→ **Task brief**
Reproduce the rows below unchanged, from the line containing "One pin per instance of the woman with" down to the end of the rows, and nothing else.

begin Task inputs

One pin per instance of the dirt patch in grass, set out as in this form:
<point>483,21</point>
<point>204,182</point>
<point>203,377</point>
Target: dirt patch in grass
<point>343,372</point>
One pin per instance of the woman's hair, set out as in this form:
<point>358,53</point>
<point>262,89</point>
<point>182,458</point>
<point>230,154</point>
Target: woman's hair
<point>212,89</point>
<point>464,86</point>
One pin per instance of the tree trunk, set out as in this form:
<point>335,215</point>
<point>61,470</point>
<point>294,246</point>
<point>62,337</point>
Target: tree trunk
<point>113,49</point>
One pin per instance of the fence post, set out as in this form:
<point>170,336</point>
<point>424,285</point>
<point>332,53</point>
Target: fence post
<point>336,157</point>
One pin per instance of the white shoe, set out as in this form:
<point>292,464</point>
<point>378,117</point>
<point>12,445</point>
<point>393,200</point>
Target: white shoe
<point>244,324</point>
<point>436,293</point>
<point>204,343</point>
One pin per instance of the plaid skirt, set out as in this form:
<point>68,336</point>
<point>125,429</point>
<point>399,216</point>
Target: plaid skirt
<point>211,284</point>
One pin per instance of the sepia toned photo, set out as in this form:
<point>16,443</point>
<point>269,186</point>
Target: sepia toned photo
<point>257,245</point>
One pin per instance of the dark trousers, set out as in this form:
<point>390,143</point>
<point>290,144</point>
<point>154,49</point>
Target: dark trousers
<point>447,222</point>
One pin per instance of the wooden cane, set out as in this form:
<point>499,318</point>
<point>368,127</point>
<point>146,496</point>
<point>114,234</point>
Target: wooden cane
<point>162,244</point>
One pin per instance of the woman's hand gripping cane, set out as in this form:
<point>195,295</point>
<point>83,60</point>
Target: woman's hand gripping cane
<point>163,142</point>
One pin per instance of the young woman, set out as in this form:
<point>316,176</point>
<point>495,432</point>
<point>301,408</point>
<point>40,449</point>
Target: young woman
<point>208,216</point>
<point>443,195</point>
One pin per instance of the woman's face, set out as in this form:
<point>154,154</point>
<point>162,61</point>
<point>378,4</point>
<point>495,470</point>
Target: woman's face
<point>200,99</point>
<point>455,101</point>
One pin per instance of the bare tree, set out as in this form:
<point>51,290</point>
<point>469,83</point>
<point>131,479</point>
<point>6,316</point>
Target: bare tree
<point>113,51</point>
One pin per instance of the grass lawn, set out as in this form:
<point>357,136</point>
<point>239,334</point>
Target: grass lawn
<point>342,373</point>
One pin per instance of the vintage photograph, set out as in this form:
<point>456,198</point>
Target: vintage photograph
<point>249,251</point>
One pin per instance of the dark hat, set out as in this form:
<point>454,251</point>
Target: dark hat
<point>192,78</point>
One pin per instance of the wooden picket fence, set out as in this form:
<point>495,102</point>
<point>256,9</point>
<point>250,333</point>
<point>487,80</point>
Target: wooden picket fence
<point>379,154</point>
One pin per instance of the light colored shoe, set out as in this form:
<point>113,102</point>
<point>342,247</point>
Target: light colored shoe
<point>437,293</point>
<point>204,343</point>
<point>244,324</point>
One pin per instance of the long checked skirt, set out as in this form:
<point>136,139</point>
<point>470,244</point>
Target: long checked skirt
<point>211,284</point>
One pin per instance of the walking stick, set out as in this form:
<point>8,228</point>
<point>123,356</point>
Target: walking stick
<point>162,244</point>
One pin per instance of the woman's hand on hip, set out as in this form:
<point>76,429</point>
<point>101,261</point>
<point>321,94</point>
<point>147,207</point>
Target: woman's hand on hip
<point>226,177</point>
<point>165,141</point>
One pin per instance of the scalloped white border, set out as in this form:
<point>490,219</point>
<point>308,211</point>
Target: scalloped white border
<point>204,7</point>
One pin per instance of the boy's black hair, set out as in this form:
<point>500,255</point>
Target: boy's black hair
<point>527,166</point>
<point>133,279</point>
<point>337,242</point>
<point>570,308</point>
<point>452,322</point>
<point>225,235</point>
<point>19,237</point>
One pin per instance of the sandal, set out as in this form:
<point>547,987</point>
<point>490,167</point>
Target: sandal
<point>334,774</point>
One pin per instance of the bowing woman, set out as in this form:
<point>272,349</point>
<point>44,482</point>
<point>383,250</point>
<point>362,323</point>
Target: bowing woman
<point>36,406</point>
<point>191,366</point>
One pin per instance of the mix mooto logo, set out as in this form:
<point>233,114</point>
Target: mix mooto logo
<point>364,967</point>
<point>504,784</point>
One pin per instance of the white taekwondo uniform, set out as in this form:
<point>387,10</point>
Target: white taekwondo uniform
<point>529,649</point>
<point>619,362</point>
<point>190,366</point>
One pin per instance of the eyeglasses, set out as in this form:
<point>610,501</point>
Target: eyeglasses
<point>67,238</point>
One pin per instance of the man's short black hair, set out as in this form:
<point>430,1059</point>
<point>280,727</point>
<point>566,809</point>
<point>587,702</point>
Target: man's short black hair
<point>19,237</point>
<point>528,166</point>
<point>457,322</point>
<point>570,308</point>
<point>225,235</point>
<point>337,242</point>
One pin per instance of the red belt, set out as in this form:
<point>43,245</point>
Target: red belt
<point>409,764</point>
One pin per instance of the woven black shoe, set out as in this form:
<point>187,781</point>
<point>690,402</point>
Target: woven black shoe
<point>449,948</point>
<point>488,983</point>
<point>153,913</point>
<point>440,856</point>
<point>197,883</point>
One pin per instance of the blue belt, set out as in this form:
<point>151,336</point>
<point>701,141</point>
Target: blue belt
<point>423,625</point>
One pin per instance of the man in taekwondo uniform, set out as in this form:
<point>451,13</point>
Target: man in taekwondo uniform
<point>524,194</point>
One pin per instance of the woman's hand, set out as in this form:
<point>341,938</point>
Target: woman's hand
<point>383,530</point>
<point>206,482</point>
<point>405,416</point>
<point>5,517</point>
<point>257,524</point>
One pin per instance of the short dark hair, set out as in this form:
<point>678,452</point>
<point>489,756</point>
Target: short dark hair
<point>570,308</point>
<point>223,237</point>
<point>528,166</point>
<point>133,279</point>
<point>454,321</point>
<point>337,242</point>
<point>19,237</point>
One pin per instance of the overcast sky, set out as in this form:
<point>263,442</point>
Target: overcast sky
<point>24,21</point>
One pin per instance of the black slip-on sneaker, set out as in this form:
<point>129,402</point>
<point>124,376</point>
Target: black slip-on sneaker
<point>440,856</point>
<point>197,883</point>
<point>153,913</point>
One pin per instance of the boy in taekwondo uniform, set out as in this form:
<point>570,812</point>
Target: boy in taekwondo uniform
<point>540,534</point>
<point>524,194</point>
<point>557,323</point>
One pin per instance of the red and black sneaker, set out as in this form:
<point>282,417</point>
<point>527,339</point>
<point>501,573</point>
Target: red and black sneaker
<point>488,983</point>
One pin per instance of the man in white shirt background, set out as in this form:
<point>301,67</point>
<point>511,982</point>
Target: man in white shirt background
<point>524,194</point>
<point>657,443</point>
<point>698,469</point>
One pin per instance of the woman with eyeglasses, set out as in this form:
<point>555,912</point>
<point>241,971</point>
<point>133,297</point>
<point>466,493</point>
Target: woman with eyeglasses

end Task inputs

→ **Reply to the exercise**
One pin per instance of the woman with eyeglasses, set out as in this form:
<point>555,912</point>
<point>241,971</point>
<point>133,297</point>
<point>466,493</point>
Target: woman with eyeglasses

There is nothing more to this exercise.